Enunciado da tarefa =>
Reúna, copiando-as por inteiro, todas as linhas da listagem que contêm a palavra "target". A distinção entre maiúsculas e minúsculas deve ser respeitada.

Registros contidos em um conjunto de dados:
---+---
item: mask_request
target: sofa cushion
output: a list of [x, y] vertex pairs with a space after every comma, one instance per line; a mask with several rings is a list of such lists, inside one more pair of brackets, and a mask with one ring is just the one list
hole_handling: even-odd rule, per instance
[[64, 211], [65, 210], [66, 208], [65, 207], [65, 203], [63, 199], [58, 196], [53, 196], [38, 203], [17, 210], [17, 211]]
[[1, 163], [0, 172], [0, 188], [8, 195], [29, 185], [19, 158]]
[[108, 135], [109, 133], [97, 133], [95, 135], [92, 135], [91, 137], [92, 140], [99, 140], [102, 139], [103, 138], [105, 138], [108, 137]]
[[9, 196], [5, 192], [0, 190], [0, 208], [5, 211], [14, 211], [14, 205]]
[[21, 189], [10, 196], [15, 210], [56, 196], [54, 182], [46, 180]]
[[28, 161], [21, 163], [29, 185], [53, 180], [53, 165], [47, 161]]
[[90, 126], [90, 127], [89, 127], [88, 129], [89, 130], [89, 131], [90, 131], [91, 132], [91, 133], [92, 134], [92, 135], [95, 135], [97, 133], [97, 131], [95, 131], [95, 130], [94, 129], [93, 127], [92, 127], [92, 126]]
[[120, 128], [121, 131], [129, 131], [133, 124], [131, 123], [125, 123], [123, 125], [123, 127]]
---+---
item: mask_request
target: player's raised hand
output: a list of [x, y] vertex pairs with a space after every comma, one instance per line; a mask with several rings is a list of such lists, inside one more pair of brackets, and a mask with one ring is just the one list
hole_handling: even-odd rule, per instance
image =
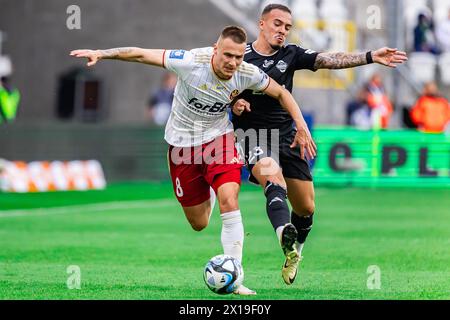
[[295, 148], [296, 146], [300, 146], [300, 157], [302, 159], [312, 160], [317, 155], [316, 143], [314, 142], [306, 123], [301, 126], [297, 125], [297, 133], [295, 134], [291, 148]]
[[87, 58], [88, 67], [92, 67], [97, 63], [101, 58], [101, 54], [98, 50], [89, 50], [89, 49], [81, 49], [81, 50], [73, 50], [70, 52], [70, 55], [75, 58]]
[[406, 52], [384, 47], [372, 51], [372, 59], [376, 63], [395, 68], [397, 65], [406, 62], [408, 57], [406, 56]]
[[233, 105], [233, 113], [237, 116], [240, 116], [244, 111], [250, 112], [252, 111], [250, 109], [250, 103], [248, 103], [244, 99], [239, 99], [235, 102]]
---+---
Resolução completa =>
target: sofa cushion
target: player's raised hand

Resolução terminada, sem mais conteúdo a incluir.